**Things to do**
A. Using the article on Covia's bankruptcy below, state whether each of the following statements agrees with it: (i) Covia filed for Chapter 11 bankruptcy in the Southern District of Texas; (ii) the bankruptcy court has already approved the restructuring pact; (iii) Covia is based in Texas. For each, answer yes or no and quote the deciding words of the article.
B. Retype the portion of the article on Covia's bankruptcy between "Covia has assets" and "the bankruptcy court.", inclusive.

**Quoted passage**
»»

Covia Files Bankruptcy, Pact Would Hand Lenders Company

Covia Holdings Corp., a supplier of sand and other mineral products to the oil and gas industry, filed for Chapter 11 bankruptcy in federal court in the Southern District of Texas on Monday.

The company has a restructuring support agreement with holders of the majority of its secured debt. It currently has cash reserves of about $250 million and U.S. operations will continue as normal, according to a news release.

The Ohio-based company can use its cash collateral to fund its ongoing operations and bankruptcy, Judge David R. Jones ruled in the company’s first-day hearing. Jones also approved other motions, including ones to pay wages and to continue to use its cash management systems.

Covia has assets and liabilities each in the range of $1 billion to $10 billion, its bankruptcy petition shows. The restructuring will reduce debt and eliminate excess fixed costs by more than $1 billion, according to the statement.

Holders of the term loan claims and swap agreement claims will receive $825 million in take-back debt and 100% of the equity in a reorganized company, according to a summary of the restructuring agreement filed in court. The restructuring pact still has to be approved by the bankruptcy court.

The effects of the coronavirus and recent energy price shocks have hurt the company’s markets and customers, Chief Executive Officer Richard Navarre said in a company statement. “The actions announced today are expected to significantly strengthen our balance sheet and improve our operating cash flow, making Covia an even stronger partner to our customers in both the near- and long-term,” he said.

The case is Covia Holdings Corporation, 20-33295, U.S. Bankruptcy Court in Southern District of Texas (Houston).

(Updates with information from court in the third paragraph and company executive quote in the sixth paragraph.)

««

Stored items from a collection:
»»

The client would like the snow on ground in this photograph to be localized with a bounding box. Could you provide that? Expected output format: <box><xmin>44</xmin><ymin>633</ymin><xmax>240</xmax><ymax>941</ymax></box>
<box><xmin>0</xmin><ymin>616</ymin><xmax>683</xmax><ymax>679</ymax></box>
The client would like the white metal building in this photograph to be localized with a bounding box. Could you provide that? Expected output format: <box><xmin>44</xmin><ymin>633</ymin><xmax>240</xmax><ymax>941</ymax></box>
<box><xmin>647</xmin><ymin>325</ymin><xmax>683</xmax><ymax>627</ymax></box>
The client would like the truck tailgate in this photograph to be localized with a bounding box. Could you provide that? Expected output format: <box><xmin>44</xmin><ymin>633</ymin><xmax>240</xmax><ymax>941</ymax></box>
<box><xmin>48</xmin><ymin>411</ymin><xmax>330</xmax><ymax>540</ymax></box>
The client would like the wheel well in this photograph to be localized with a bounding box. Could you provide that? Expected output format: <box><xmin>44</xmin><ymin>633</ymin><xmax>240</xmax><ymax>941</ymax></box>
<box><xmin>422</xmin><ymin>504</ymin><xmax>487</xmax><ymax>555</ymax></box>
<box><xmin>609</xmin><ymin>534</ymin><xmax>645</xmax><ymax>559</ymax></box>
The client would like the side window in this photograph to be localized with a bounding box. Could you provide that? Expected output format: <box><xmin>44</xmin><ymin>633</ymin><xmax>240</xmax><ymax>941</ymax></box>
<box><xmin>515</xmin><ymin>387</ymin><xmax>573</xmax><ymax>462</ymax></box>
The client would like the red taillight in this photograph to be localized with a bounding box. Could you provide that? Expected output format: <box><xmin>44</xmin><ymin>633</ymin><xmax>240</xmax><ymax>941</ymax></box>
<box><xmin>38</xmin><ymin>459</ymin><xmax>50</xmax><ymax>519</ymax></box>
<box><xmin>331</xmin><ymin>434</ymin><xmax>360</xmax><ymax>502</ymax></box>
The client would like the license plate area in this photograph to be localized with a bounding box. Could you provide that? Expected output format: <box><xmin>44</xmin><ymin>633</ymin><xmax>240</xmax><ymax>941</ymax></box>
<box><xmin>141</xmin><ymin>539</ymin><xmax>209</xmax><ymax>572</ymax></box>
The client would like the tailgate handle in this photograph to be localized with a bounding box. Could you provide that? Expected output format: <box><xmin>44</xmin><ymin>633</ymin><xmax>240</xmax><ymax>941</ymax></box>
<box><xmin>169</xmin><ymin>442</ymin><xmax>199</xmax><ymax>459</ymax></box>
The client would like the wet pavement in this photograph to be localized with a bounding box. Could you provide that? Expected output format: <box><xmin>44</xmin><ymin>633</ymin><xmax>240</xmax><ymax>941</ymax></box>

««

**Outputs by task**
A.
(i) Yes: "filed for Chapter 11 bankruptcy in federal court in the Southern District of Texas on Monday"
(ii) No: "The restructuring pact still has to be approved by the bankruptcy court."
(iii) No: "The Ohio-based company"

B.
Covia has assets and liabilities each in the range of $1 billion to $10 billion, its bankruptcy petition shows. The restructuring will reduce debt and eliminate excess fixed costs by more than $1 billion, according to the statement.

Holders of the term loan claims and swap agreement claims will receive $825 million in take-back debt and 100% of the equity in a reorganized company, according to a summary of the restructuring agreement filed in court. The restructuring pact still has to be approved by the bankruptcy court.